- _What the task requires_
Reproduce the full passage about the expelled Iraqi News Agency correspondent word for word, without any changes.

- _Exercise text_
------------------------

He came to our press briefings, asked questions,
took notes and filed stories. So you can
imagine that it came as a shock to us when the
host nation decided to expel
him from the US because he was considered a danger
to national security.
It
had never happened before in the UN's more than
55 year history that a
journalist had been expelled. Not even at the
height of the cold war when
various intelligence agencies, including the KGB
and CIA, gave their spies
press credentials as cover.
For
us at the UN Correspondents Association it was
hard to know exactly how to respond. After all
only a fool would utterly reject the possibility
that
the sole correspondent in the USA of the Iraqi
News Agency -which meant in
effect Saddam Hussein's news agency- might have
been sent here with a second more sinister agenda.
Maybe Mohammed was in fact a secret agent? They
don't all look like James Bond, I know that for
a fact because my father who was a short, corpulent,
balding man used to parachute into France during
world war II to spy on the Nazi V bomber program.
Could Mohammed the teddy bear have masked a grizzly
bear underneath?

------------------------

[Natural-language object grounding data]

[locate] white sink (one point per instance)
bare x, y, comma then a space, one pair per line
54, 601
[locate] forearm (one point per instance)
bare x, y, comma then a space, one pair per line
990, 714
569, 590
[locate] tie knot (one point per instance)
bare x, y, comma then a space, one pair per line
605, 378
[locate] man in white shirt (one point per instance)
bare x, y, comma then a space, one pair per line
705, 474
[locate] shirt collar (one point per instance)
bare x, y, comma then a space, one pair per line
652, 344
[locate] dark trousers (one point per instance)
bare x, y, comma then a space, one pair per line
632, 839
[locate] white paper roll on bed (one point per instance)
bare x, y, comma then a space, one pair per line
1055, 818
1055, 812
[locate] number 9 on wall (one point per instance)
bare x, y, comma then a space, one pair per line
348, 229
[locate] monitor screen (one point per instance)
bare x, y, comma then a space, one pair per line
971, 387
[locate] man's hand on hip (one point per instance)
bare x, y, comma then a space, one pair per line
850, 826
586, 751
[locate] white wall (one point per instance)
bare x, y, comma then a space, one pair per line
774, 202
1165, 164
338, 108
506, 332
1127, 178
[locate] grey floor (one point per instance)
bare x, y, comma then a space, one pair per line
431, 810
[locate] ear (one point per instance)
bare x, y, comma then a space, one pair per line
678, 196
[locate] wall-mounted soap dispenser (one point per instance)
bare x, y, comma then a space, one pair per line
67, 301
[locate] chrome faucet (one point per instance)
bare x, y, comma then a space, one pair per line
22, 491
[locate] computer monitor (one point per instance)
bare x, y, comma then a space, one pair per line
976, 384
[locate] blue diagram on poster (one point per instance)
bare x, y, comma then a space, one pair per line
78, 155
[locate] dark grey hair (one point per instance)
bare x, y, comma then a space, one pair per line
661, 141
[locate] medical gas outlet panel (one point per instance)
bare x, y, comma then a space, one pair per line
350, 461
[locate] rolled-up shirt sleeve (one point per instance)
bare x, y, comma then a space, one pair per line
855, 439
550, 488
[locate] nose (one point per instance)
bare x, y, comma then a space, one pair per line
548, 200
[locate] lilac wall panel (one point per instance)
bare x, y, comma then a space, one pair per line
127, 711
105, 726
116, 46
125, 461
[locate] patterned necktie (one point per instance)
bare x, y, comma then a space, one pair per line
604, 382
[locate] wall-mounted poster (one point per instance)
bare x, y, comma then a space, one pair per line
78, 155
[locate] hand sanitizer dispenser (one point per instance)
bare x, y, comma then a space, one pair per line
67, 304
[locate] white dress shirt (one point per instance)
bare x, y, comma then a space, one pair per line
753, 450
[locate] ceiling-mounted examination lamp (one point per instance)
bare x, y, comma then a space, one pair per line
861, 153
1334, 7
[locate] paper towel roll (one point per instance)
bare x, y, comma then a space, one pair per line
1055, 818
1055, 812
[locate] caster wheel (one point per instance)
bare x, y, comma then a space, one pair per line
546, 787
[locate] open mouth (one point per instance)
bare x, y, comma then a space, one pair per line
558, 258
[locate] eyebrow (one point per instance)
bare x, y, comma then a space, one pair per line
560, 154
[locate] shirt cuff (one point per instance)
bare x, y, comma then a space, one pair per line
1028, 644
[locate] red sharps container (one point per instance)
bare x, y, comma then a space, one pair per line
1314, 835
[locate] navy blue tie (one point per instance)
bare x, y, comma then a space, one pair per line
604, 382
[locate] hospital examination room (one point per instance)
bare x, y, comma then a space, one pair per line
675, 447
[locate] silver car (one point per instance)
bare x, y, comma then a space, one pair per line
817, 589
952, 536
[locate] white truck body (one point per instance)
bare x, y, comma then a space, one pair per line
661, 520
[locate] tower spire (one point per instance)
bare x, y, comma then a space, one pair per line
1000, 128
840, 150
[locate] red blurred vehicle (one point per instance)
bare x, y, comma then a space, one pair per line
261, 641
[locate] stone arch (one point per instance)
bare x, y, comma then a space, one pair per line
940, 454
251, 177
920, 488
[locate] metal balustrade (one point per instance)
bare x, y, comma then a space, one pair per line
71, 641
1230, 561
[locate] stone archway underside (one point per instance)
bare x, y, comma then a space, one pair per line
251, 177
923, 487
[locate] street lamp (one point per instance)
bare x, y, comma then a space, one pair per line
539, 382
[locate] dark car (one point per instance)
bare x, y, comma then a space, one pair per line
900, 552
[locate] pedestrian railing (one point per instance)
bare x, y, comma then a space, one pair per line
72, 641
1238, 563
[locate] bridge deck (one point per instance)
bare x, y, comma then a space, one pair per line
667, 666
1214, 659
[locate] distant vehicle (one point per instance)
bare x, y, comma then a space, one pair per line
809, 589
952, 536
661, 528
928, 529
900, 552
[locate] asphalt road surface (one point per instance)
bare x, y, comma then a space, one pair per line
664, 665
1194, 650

------------------------

- _Task solution_
He came to our press briefings, asked questions,
took notes and filed stories. So you can
imagine that it came as a shock to us when the
host nation decided to expel
him from the US because he was considered a danger
to national security.
It
had never happened before in the UN's more than
55 year history that a
journalist had been expelled. Not even at the
height of the cold war when
various intelligence agencies, including the KGB
and CIA, gave their spies
press credentials as cover.
For
us at the UN Correspondents Association it was
hard to know exactly how to respond. After all
only a fool would utterly reject the possibility
that
the sole correspondent in the USA of the Iraqi
News Agency -which meant in
effect Saddam Hussein's news agency- might have
been sent here with a second more sinister agenda.
Maybe Mohammed was in fact a secret agent? They
don't all look like James Bond, I know that for
a fact because my father who was a short, corpulent,
balding man used to parachute into France during
world war II to spy on the Nazi V bomber program.
Could Mohammed the teddy bear have masked a grizzly
bear underneath?